Work instructions: Take the line that contains "outcrop. Keep to one point per instance." and all lines after it, up to and including the last line of the data, and write them out exactly; nothing else belongs in the answer.

Supplied information:
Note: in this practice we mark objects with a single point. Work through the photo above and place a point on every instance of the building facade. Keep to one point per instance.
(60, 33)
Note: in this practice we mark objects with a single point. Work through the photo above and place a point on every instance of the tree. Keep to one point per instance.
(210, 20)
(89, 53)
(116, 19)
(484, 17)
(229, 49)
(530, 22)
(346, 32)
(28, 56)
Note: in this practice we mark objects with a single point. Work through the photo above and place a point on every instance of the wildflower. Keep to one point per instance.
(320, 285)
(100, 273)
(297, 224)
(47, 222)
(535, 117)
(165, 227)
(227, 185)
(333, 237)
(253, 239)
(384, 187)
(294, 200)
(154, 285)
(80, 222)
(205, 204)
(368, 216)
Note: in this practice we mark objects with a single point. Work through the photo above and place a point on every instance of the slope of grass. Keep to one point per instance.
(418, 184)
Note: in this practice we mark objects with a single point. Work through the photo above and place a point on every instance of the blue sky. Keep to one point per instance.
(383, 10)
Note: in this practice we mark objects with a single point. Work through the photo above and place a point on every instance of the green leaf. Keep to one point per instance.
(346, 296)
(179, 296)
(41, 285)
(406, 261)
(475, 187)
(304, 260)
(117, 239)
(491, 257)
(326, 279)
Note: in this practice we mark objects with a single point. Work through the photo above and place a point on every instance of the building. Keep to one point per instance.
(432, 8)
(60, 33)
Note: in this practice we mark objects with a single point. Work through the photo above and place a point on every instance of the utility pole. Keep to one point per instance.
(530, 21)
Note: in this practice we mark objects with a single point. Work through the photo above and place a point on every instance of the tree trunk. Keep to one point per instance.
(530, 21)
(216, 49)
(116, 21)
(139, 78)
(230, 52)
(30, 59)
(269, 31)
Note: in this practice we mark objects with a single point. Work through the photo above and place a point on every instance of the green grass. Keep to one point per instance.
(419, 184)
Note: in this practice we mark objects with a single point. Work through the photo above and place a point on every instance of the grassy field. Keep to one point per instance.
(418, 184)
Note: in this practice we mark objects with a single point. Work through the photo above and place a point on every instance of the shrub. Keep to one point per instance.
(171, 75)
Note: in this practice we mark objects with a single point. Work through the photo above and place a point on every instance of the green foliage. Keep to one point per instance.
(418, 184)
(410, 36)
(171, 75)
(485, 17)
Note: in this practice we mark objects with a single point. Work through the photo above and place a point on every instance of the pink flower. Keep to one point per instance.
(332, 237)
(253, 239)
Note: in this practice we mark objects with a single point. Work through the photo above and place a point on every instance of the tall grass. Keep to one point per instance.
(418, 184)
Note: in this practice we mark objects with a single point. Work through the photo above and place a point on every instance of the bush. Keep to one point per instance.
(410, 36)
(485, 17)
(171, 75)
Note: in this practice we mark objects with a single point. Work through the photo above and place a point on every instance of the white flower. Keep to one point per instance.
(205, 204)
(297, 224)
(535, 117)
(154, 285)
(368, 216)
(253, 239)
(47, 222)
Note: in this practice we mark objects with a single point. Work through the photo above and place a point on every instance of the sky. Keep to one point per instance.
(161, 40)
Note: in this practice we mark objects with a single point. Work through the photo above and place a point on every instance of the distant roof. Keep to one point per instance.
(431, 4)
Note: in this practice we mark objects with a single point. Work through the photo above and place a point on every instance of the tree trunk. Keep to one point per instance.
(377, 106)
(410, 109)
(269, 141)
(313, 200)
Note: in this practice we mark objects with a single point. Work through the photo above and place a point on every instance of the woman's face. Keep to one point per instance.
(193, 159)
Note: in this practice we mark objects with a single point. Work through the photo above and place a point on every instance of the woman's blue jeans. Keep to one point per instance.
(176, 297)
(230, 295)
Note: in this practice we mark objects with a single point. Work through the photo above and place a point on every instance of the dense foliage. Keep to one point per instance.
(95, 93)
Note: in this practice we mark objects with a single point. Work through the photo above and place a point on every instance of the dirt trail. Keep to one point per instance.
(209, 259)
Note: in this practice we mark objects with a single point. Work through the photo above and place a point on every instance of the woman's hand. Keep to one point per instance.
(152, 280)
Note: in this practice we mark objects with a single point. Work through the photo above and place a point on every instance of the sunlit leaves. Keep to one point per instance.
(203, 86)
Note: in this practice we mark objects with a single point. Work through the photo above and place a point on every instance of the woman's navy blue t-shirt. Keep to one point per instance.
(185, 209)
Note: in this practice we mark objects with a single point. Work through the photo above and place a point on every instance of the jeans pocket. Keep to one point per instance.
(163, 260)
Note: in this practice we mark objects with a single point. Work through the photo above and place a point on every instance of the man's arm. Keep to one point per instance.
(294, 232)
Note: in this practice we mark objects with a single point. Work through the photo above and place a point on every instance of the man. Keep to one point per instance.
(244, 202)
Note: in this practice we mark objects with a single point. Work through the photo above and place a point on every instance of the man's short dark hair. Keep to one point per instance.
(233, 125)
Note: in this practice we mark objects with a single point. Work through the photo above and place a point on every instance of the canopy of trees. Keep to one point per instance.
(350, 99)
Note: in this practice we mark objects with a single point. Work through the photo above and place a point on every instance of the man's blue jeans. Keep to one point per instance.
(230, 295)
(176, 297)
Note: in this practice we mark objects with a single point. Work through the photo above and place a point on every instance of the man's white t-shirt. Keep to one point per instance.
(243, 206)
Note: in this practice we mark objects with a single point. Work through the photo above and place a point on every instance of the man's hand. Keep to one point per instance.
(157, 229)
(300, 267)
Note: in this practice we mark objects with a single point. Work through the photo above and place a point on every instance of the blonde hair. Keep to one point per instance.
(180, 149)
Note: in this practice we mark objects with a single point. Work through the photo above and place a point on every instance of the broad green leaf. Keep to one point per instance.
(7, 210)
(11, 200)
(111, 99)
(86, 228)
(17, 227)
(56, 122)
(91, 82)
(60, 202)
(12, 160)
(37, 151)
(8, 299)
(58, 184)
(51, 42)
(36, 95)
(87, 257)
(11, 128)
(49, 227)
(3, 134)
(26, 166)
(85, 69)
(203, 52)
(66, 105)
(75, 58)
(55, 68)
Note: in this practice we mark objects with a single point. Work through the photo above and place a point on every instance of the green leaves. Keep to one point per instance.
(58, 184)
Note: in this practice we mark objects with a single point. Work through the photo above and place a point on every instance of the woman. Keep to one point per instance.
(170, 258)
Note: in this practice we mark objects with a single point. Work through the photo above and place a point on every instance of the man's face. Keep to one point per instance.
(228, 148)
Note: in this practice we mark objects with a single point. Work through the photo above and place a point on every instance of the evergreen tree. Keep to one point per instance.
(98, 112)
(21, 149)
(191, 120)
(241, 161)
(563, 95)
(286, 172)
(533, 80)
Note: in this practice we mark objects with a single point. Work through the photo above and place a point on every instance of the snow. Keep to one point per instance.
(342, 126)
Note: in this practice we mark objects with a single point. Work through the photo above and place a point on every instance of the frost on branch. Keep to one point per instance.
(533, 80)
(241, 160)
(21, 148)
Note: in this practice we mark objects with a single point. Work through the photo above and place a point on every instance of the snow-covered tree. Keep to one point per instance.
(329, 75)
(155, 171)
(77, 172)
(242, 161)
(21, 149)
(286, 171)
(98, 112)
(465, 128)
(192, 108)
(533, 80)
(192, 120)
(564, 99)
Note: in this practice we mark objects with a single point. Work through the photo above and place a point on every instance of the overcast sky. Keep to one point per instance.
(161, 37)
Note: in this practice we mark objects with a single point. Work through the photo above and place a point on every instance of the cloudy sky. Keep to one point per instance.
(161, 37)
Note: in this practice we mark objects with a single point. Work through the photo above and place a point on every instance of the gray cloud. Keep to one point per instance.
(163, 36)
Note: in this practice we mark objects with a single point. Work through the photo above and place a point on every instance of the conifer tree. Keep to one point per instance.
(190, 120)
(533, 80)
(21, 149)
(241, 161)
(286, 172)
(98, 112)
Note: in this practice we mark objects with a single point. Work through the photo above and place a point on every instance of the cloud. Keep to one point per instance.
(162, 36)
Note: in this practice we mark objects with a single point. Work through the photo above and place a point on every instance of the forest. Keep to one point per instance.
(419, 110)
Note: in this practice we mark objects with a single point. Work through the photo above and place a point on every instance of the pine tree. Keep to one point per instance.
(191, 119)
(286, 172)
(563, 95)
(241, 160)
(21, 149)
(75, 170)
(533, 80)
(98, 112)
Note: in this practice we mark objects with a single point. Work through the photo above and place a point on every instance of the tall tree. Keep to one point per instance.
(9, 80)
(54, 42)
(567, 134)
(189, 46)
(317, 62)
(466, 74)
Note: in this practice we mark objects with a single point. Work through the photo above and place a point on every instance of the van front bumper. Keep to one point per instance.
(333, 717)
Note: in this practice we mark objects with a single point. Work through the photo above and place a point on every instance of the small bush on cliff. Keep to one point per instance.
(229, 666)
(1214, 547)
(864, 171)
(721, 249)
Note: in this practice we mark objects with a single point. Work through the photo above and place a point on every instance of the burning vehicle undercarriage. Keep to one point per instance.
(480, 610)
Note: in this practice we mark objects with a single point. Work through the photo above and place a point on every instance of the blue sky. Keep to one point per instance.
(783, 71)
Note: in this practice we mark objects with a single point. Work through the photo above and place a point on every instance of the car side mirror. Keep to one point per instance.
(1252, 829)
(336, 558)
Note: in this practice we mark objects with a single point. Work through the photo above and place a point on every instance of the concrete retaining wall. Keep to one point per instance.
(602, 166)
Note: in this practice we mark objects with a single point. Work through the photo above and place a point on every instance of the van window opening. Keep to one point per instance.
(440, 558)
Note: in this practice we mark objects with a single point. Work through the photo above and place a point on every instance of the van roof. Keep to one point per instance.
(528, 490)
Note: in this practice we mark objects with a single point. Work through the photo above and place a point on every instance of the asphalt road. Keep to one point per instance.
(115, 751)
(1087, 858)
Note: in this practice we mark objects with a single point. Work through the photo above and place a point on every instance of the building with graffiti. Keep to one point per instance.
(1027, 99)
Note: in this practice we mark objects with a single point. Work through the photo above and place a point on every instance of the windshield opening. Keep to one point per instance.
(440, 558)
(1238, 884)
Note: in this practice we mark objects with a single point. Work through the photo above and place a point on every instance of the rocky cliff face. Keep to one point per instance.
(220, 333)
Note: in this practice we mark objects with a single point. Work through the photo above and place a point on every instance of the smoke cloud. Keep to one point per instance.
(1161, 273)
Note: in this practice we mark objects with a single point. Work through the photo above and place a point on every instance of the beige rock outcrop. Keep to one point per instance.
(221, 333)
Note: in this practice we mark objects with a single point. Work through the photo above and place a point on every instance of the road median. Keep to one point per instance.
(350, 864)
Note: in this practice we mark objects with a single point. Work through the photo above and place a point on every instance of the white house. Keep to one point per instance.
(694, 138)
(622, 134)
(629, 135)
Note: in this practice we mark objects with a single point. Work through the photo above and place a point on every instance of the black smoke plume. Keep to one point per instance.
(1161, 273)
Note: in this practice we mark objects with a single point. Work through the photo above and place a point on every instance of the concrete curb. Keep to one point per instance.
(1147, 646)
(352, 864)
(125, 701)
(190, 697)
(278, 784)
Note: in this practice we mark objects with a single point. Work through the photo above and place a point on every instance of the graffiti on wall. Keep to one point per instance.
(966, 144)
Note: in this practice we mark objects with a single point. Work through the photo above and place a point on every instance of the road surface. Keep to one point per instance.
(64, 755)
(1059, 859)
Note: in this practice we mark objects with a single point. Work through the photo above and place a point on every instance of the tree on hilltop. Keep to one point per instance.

Complete output:
Note: in this practice we mark objects with a single point. Work through the photo above and place a point on every instance of the beige rock outcrop. Keep to one point per instance.
(221, 333)
Note: in this practice we mark objects with a single point. Work through the photo above and place a point on every instance of the road median. Keep to one point per instance.
(350, 864)
Note: in this practice we mark objects with a single point. Work through the photo above and place a point on every instance of the white house. Keep to one point per instance.
(694, 138)
(622, 134)
(629, 135)
Note: in this practice we mark objects with a single point. Work through the photo above and place a point on every instance of the black smoke plume. Keep to one point per instance.
(1161, 273)
Note: in this practice we mark objects with a single point. Work through the photo above and place a point on every instance of the concrete curb. Keep to one point per instance.
(1147, 646)
(352, 864)
(125, 701)
(190, 697)
(278, 784)
Note: in this practice we mark objects with a single point. Work through the photo above and place a point on every instance of the graffiti on wall. Keep to one point per instance.
(966, 144)
Note: in this practice we mark objects with a single point. Work through the photo above and place a point on every instance of the road surface. Keep to one point per instance.
(64, 755)
(1059, 859)
Note: in this practice we mark objects with a single point. Work through the photo above and place a point on every instance of the tree on hilltop. Keep to one point per instance.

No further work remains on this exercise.